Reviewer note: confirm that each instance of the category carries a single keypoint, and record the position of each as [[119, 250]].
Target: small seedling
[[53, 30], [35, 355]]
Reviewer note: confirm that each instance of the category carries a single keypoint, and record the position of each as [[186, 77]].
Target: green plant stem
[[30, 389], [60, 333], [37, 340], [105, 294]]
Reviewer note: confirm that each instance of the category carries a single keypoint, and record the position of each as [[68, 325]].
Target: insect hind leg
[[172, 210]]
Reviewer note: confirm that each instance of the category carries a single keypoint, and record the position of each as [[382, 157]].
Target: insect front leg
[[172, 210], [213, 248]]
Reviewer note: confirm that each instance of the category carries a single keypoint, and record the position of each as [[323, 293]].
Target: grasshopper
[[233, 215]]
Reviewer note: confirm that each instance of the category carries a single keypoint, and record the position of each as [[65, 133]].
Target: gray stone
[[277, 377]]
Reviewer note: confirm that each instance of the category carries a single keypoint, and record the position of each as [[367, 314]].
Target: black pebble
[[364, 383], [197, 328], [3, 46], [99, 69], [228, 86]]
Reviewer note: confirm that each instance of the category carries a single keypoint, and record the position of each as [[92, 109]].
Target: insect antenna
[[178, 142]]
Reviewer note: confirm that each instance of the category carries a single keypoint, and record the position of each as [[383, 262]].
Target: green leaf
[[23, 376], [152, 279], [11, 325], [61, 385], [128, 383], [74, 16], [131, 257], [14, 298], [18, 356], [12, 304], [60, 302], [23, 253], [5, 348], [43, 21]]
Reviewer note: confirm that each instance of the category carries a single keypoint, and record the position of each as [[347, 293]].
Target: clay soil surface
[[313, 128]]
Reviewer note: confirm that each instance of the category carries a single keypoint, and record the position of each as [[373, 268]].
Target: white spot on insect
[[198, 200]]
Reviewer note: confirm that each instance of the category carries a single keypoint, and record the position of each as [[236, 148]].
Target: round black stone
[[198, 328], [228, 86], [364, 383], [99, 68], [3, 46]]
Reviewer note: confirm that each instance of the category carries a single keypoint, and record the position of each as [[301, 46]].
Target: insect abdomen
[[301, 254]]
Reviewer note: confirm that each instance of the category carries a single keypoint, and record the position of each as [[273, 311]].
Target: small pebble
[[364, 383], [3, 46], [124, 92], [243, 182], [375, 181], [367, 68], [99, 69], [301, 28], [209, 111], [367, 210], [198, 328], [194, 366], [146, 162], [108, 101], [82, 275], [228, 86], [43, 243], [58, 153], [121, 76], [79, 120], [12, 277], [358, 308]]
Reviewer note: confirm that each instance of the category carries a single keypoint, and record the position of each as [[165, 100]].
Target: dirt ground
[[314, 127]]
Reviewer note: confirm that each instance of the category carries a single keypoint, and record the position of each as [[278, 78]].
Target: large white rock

■ Task statement ■
Rewrite the entries above as a numbered list, leaving out any blank lines.

■ The completed task ■
1. Reviewer note: confirm that each instance of the category carries a single keypoint, and record the position of each as [[119, 250]].
2. Target: small seedling
3. [[53, 30], [35, 355]]
4. Reviewer note: confirm that each instance of the category carries a single keypoint, and record the position of each as [[186, 77]].
5. Target: green plant stem
6. [[30, 389], [60, 333], [37, 340], [105, 294]]
7. Reviewer note: confirm that each instance of the category carries a single keypoint, and record the position of each as [[68, 325]].
8. Target: insect hind leg
9. [[172, 210]]
10. Reviewer note: confirm that each instance of the category carries a single keypoint, and record the position of each as [[382, 157]].
11. Target: insect front leg
12. [[172, 210], [213, 248]]
13. Reviewer note: confirm that each instance of the category carries a single keypoint, and record the position of each as [[323, 293]].
14. Target: grasshopper
15. [[233, 215]]
16. Reviewer note: confirm that each instance of the category carries a single keypoint, and record the position of each as [[65, 133]].
17. Target: gray stone
18. [[277, 377]]
19. Reviewer note: confirm that each instance of the category carries a single keypoint, and record the position of each as [[367, 314]].
20. Target: black pebble
21. [[364, 383], [197, 328], [3, 46], [99, 69], [228, 86]]
22. Reviewer note: confirm that each instance of the category carries a single keypoint, and record the position of each as [[92, 109]].
23. Target: insect antenna
24. [[178, 142]]
25. Reviewer note: confirm that each instance of the category carries a single keypoint, and record the position of each as [[383, 262]].
26. Target: green leaf
27. [[23, 376], [152, 279], [11, 325], [61, 385], [128, 383], [74, 16], [131, 257], [14, 298], [18, 356], [12, 304], [60, 302], [23, 253], [5, 348], [43, 21]]
28. Reviewer note: confirm that each instance of the category carries a single keypoint, and record the position of each as [[347, 293]].
29. Target: clay soil surface
30. [[313, 128]]
31. Reviewer note: confirm that each instance of the category carries a single keypoint, and record the position of each as [[373, 268]].
32. Target: white spot on insect
33. [[198, 200]]
34. Reviewer note: confirm that each instance of the category carries a single keypoint, and record the position of each as [[236, 148]].
35. Target: round black stone
36. [[198, 328], [228, 86], [364, 383], [99, 68], [3, 46]]
37. Reviewer note: confirm that each instance of the category carries a single keypoint, and record the position of each as [[301, 46]].
38. Target: insect abdomen
39. [[301, 254]]
40. Reviewer note: confirm that each instance of the category carries a single keypoint, and record the position of each as [[273, 311]].
41. Target: small pebble
42. [[364, 383], [3, 46], [124, 92], [243, 182], [375, 181], [367, 68], [99, 69], [301, 28], [209, 111], [367, 210], [198, 328], [194, 366], [146, 162], [108, 101], [82, 275], [228, 86], [43, 243], [58, 153], [121, 76], [79, 120], [12, 277], [358, 308]]
43. Reviewer note: confirm that each instance of the category carries a single keypoint, and record the position of each as [[165, 100]].
44. Target: dirt ground
45. [[314, 127]]
46. Reviewer note: confirm that each instance of the category carries a single keypoint, and record the position of each as [[278, 78]].
47. Target: large white rock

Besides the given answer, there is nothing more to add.